-- Exercise aim --
Please go through the listing below and swap every "Reply with bounding boxes" for "Respond with box coordinates", keeping everything else the same and leaving the pictures out.

Box annotations for photos:
++++++
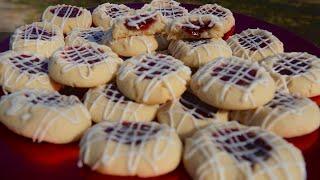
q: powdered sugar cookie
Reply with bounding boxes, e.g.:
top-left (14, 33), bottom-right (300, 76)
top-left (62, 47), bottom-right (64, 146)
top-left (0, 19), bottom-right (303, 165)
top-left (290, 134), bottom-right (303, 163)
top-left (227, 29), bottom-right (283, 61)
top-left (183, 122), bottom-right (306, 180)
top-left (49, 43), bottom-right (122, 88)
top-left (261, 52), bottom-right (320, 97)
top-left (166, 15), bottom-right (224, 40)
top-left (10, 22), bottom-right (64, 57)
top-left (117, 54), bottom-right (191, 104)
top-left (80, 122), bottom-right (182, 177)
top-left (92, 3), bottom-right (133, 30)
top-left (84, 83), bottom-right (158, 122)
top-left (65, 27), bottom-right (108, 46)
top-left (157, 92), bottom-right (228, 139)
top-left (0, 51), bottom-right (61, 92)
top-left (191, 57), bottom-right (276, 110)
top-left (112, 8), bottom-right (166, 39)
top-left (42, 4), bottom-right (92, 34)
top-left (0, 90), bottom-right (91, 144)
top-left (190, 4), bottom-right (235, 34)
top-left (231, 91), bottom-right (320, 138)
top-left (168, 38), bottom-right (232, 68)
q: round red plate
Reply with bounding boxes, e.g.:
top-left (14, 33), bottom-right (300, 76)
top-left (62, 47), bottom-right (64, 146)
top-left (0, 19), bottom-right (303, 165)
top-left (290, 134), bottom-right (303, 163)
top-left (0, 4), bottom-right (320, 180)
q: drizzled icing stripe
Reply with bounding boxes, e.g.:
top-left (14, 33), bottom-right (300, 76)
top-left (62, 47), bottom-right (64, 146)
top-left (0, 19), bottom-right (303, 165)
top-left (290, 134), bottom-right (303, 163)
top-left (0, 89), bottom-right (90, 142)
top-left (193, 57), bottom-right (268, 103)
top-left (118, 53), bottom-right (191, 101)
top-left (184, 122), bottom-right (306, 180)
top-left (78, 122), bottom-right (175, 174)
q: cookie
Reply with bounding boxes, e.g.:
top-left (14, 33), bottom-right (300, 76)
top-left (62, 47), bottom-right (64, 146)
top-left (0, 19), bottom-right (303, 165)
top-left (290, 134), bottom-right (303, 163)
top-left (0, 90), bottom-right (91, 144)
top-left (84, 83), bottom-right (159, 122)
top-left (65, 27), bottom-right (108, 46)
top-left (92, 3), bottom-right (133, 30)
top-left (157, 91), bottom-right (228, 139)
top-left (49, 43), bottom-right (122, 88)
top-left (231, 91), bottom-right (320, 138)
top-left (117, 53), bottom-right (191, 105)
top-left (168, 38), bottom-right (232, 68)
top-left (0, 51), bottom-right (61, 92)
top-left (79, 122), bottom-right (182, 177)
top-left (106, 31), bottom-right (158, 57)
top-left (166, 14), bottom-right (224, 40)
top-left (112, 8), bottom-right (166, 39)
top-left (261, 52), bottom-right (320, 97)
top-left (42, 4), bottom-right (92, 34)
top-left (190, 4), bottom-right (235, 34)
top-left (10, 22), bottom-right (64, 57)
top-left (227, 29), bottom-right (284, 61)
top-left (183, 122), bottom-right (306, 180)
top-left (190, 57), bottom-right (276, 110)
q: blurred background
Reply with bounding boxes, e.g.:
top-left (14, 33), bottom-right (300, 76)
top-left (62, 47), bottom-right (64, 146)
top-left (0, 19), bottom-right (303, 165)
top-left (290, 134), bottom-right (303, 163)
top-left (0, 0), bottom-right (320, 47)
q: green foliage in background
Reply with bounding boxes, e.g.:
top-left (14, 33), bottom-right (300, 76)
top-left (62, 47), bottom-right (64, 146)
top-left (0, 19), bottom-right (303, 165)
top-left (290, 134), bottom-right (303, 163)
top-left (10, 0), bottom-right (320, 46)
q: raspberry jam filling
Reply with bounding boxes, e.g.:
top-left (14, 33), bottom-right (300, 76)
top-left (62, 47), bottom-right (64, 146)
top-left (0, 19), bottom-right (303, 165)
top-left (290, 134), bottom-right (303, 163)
++++++
-- The solution --
q: powdered sugar cookie
Respond with box coordinates, e.g.:
top-left (14, 33), bottom-right (300, 76)
top-left (62, 47), bottom-right (64, 146)
top-left (0, 19), bottom-right (303, 165)
top-left (290, 134), bottom-right (303, 163)
top-left (227, 29), bottom-right (283, 61)
top-left (183, 122), bottom-right (306, 180)
top-left (49, 43), bottom-right (122, 88)
top-left (261, 52), bottom-right (320, 97)
top-left (166, 15), bottom-right (224, 40)
top-left (10, 22), bottom-right (64, 57)
top-left (117, 54), bottom-right (191, 104)
top-left (80, 122), bottom-right (182, 177)
top-left (92, 3), bottom-right (133, 30)
top-left (84, 83), bottom-right (158, 122)
top-left (65, 27), bottom-right (108, 46)
top-left (157, 92), bottom-right (228, 139)
top-left (0, 51), bottom-right (61, 92)
top-left (191, 57), bottom-right (276, 110)
top-left (112, 8), bottom-right (166, 39)
top-left (42, 4), bottom-right (92, 34)
top-left (0, 90), bottom-right (91, 144)
top-left (190, 4), bottom-right (235, 34)
top-left (231, 91), bottom-right (320, 138)
top-left (168, 38), bottom-right (232, 68)
q: round red plate
Respond with box coordinates, e.g.:
top-left (14, 33), bottom-right (300, 76)
top-left (62, 47), bottom-right (64, 146)
top-left (0, 19), bottom-right (303, 165)
top-left (290, 134), bottom-right (303, 163)
top-left (0, 4), bottom-right (320, 180)
q: drizzled icing stripe
Respond with box coordinates, e.g.:
top-left (14, 33), bottom-right (300, 76)
top-left (62, 47), bottom-right (64, 146)
top-left (0, 19), bottom-right (303, 165)
top-left (290, 134), bottom-right (303, 163)
top-left (0, 89), bottom-right (90, 142)
top-left (193, 57), bottom-right (268, 103)
top-left (118, 53), bottom-right (191, 101)
top-left (184, 122), bottom-right (306, 180)
top-left (78, 122), bottom-right (175, 174)
q: cookie
Respond with box coordinates, e.g.:
top-left (14, 33), bottom-right (300, 76)
top-left (62, 47), bottom-right (64, 146)
top-left (0, 19), bottom-right (303, 165)
top-left (290, 134), bottom-right (303, 163)
top-left (0, 90), bottom-right (91, 144)
top-left (84, 83), bottom-right (159, 122)
top-left (65, 27), bottom-right (108, 46)
top-left (92, 3), bottom-right (133, 30)
top-left (157, 91), bottom-right (228, 139)
top-left (49, 43), bottom-right (122, 88)
top-left (231, 91), bottom-right (320, 138)
top-left (117, 53), bottom-right (191, 105)
top-left (168, 38), bottom-right (232, 68)
top-left (0, 51), bottom-right (61, 92)
top-left (79, 122), bottom-right (182, 177)
top-left (106, 31), bottom-right (158, 57)
top-left (166, 14), bottom-right (224, 40)
top-left (112, 8), bottom-right (166, 39)
top-left (261, 52), bottom-right (320, 97)
top-left (42, 4), bottom-right (92, 34)
top-left (190, 4), bottom-right (235, 34)
top-left (10, 22), bottom-right (64, 57)
top-left (227, 29), bottom-right (284, 61)
top-left (183, 122), bottom-right (306, 180)
top-left (190, 57), bottom-right (276, 110)
q: blurred background
Respond with box coordinates, e.g.:
top-left (14, 33), bottom-right (300, 76)
top-left (62, 47), bottom-right (64, 146)
top-left (0, 19), bottom-right (303, 165)
top-left (290, 134), bottom-right (303, 163)
top-left (0, 0), bottom-right (320, 47)
q: green foliage in background
Respond with box coordinates, e.g.:
top-left (14, 33), bottom-right (300, 76)
top-left (62, 47), bottom-right (64, 146)
top-left (0, 19), bottom-right (303, 165)
top-left (290, 134), bottom-right (303, 163)
top-left (10, 0), bottom-right (320, 46)
q: raspberry jam filling
Respond with box coordinates, e.g.:
top-left (14, 33), bottom-right (300, 76)
top-left (62, 47), bottom-right (64, 146)
top-left (0, 19), bottom-right (303, 165)
top-left (290, 134), bottom-right (303, 163)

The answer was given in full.